**SOURCE MATERIAL:**
====================

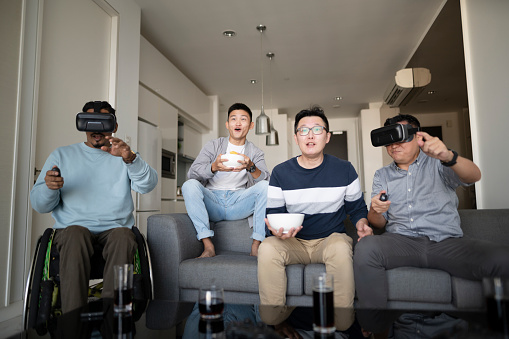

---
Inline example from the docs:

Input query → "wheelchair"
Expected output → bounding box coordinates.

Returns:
[23,226,154,335]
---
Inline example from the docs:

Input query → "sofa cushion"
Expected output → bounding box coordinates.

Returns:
[452,277,485,309]
[210,218,253,254]
[386,267,452,303]
[179,252,305,295]
[458,209,509,245]
[179,252,258,293]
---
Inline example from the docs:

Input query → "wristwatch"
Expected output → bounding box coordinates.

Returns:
[441,148,458,167]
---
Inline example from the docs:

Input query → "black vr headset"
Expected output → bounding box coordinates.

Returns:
[371,124,420,147]
[76,101,117,133]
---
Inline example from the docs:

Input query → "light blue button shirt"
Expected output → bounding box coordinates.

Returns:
[371,151,471,241]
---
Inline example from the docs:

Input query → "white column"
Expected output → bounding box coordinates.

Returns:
[460,0,509,209]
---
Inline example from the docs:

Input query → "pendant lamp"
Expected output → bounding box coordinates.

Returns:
[255,25,270,135]
[265,52,279,146]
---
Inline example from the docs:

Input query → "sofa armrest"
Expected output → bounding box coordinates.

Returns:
[147,213,203,301]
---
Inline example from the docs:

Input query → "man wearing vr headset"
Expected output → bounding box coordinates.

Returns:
[354,115,509,309]
[30,101,157,313]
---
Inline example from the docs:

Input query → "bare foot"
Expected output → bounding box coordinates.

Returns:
[249,240,262,257]
[198,238,216,258]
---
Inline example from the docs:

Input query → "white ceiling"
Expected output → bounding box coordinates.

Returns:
[135,0,466,117]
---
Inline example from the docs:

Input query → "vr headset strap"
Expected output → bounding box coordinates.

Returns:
[94,101,102,113]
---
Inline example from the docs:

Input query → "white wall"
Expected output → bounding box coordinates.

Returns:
[0,1,23,309]
[460,0,509,209]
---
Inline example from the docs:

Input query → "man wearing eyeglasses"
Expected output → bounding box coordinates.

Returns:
[258,106,373,330]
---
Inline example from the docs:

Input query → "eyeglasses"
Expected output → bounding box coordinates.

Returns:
[297,126,327,136]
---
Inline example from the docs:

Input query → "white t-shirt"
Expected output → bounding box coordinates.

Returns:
[205,142,247,191]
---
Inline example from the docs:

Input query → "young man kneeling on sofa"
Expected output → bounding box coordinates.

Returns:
[258,107,373,330]
[354,115,509,309]
[182,103,270,258]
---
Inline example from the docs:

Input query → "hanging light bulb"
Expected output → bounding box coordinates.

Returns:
[255,25,270,135]
[265,52,279,146]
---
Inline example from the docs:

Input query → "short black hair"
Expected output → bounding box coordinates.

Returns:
[294,105,329,133]
[82,101,115,114]
[384,114,421,128]
[226,102,253,121]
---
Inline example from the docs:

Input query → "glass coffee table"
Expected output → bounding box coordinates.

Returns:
[10,299,509,339]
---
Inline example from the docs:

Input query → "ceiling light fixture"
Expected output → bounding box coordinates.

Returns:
[265,52,279,146]
[255,25,270,135]
[223,30,237,38]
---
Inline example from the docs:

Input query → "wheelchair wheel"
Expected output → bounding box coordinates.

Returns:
[23,228,54,329]
[132,226,154,300]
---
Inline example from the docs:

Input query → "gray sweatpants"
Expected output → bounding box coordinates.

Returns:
[353,232,509,309]
[53,226,137,313]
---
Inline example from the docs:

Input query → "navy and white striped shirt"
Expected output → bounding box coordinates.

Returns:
[267,154,367,240]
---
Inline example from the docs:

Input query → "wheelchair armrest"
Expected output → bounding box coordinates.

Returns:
[147,213,203,301]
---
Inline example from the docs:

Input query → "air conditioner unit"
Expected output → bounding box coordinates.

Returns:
[384,68,431,107]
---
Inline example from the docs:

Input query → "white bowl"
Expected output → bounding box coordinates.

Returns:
[267,213,304,233]
[221,154,244,167]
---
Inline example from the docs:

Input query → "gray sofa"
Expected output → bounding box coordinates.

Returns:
[147,209,509,310]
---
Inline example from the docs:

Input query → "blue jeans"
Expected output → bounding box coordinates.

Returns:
[182,179,269,241]
[182,303,261,339]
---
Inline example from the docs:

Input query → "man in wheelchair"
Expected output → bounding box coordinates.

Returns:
[30,101,157,313]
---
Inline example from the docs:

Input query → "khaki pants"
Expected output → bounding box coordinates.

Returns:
[258,233,355,330]
[53,226,137,313]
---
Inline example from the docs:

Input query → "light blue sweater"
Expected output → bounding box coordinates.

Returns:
[30,142,157,233]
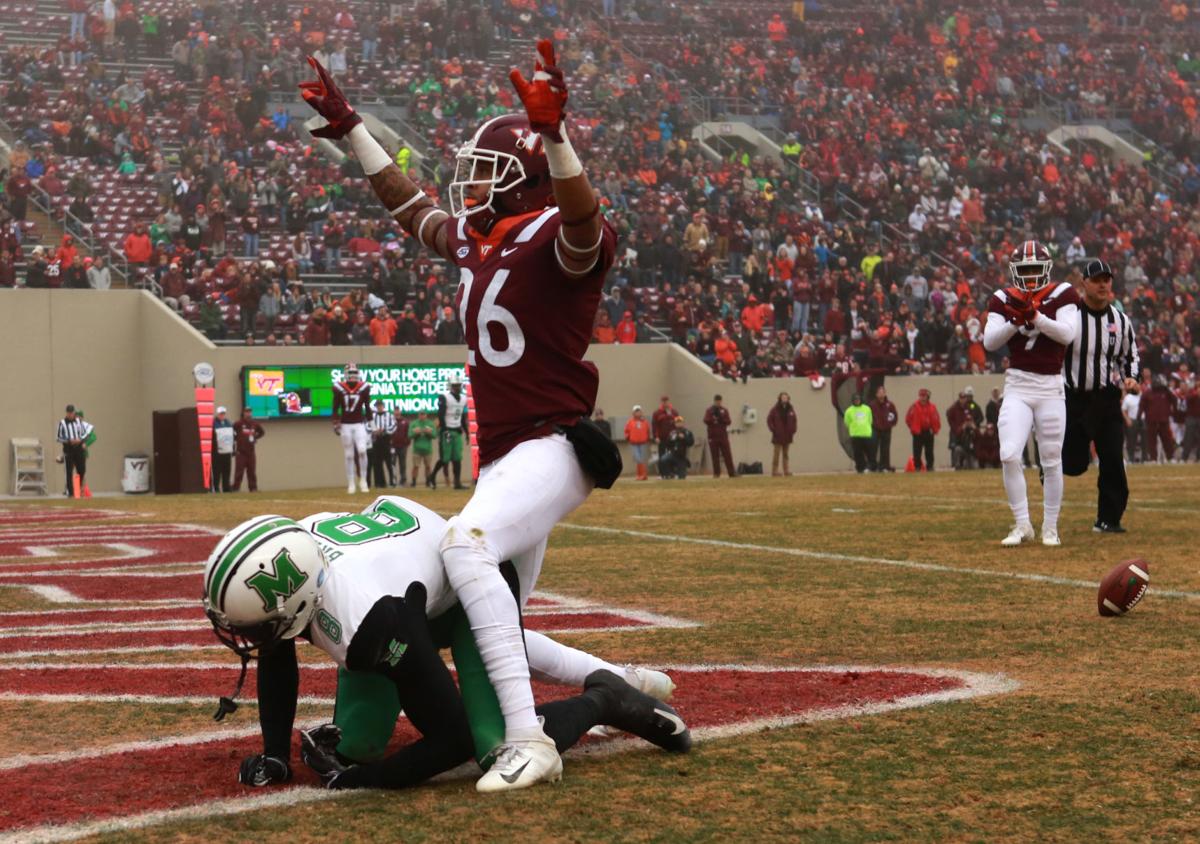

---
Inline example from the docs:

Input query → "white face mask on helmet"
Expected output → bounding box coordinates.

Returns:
[204,516,328,657]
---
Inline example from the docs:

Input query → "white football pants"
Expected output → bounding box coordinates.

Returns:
[341,423,371,484]
[440,433,593,742]
[998,388,1067,532]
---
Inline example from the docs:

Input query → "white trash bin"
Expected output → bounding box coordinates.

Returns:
[121,454,150,495]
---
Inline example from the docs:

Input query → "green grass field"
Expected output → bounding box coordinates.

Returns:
[0,466,1200,842]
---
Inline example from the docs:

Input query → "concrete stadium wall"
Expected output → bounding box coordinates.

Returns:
[0,289,1001,495]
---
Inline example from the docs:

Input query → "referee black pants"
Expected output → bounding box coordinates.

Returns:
[1062,388,1129,525]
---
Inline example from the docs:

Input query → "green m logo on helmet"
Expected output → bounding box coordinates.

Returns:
[246,549,308,612]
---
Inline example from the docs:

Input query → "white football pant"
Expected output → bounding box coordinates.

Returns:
[341,423,371,484]
[998,388,1067,533]
[440,433,593,742]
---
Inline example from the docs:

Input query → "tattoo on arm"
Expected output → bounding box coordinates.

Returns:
[367,164,450,261]
[552,173,604,276]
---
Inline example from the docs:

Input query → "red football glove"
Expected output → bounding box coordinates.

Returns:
[1004,295,1038,325]
[300,55,362,140]
[509,38,566,143]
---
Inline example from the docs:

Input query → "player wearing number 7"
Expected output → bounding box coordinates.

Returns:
[301,40,620,791]
[983,240,1080,546]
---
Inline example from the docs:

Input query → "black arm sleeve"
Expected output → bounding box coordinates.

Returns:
[257,639,300,760]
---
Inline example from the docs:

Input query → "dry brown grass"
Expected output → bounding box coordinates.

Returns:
[0,467,1200,842]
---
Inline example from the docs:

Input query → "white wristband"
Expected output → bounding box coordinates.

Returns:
[541,124,583,179]
[350,124,391,175]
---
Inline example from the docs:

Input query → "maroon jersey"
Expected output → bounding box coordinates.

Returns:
[334,381,371,425]
[445,208,617,465]
[988,281,1081,375]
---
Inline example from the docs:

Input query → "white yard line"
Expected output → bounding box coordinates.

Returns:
[559,522,1200,600]
[0,665,1019,844]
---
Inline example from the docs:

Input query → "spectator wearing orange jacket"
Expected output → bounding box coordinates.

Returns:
[125,223,154,267]
[625,405,650,480]
[904,388,942,472]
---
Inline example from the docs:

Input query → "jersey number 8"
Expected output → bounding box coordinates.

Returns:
[312,501,421,545]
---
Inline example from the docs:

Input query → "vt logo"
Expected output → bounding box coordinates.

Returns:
[246,549,308,611]
[383,639,408,668]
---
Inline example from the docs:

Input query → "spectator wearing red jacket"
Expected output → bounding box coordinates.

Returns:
[617,311,637,345]
[125,223,154,267]
[767,393,796,478]
[1138,375,1175,463]
[904,388,942,472]
[871,384,900,472]
[704,394,738,478]
[625,408,652,480]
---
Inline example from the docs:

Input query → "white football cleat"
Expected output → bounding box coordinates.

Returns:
[475,731,563,794]
[624,665,674,702]
[1000,522,1036,547]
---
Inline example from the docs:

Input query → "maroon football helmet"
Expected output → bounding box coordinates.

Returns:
[450,114,554,217]
[1008,240,1054,293]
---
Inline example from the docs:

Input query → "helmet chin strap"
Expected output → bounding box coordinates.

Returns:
[212,651,250,720]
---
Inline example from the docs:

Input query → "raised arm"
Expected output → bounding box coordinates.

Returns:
[509,38,604,276]
[300,56,450,259]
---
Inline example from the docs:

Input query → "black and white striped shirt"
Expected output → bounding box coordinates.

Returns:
[55,417,92,444]
[1063,304,1141,393]
[367,411,396,442]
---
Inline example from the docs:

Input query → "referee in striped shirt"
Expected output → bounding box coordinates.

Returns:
[367,399,396,490]
[1062,261,1140,533]
[55,405,92,497]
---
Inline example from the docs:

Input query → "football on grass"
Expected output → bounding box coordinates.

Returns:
[1096,559,1150,616]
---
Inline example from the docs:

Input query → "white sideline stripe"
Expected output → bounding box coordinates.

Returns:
[23,583,74,604]
[0,600,189,618]
[558,522,1200,600]
[0,563,196,580]
[0,691,334,706]
[0,785,343,844]
[0,660,337,671]
[0,665,1020,844]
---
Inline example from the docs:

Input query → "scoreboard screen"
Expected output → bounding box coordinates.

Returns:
[241,364,467,419]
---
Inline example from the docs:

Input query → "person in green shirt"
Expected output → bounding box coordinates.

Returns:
[842,393,875,474]
[408,411,438,486]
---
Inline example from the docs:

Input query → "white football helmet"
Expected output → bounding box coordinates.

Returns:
[1008,240,1054,293]
[204,516,329,657]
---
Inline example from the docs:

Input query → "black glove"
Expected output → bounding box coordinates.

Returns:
[300,724,348,785]
[238,753,292,789]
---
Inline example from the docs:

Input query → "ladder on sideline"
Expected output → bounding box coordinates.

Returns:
[8,437,46,496]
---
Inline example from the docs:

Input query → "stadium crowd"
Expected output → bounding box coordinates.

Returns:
[0,0,1200,393]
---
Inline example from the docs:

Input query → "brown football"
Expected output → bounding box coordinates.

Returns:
[1096,559,1150,616]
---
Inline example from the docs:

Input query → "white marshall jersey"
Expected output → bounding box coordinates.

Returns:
[442,390,467,430]
[300,496,458,668]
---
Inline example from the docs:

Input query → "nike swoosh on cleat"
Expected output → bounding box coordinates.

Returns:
[500,758,532,785]
[654,710,688,736]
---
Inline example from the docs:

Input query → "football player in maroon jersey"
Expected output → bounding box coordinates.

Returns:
[334,364,371,495]
[983,240,1080,546]
[301,40,619,791]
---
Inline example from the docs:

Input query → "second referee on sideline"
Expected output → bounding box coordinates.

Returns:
[1062,259,1140,533]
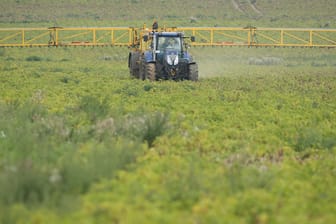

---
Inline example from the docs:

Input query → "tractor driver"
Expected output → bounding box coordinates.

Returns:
[167,38,180,49]
[159,37,181,50]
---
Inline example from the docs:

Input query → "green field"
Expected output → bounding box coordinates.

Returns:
[0,0,336,224]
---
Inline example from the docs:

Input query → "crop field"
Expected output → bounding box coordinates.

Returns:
[0,0,336,224]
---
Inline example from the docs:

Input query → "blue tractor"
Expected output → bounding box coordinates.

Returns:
[128,28,198,81]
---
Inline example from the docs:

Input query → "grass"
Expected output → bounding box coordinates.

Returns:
[0,45,336,224]
[0,0,336,28]
[0,0,336,224]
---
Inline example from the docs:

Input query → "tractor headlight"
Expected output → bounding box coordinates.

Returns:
[167,54,178,65]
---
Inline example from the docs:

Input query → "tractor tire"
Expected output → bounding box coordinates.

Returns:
[145,63,156,81]
[188,63,198,81]
[128,52,140,78]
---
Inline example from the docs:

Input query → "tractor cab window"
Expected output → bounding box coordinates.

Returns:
[158,37,181,51]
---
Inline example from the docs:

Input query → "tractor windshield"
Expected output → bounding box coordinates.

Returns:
[158,37,181,51]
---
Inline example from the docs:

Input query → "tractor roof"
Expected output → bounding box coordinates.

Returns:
[157,32,183,37]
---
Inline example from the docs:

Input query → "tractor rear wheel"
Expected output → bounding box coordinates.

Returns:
[188,63,198,81]
[145,63,156,81]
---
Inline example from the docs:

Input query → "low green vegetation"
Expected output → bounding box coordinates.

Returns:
[0,0,336,28]
[0,48,336,224]
[0,0,336,224]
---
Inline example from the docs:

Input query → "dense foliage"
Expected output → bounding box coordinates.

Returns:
[0,0,336,221]
[0,48,336,224]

====================

**DESCRIPTION OF THE TASK:** Count the lines above that contain the string "player". Reply with only the number.

**CORRECT RESPONSE:** 2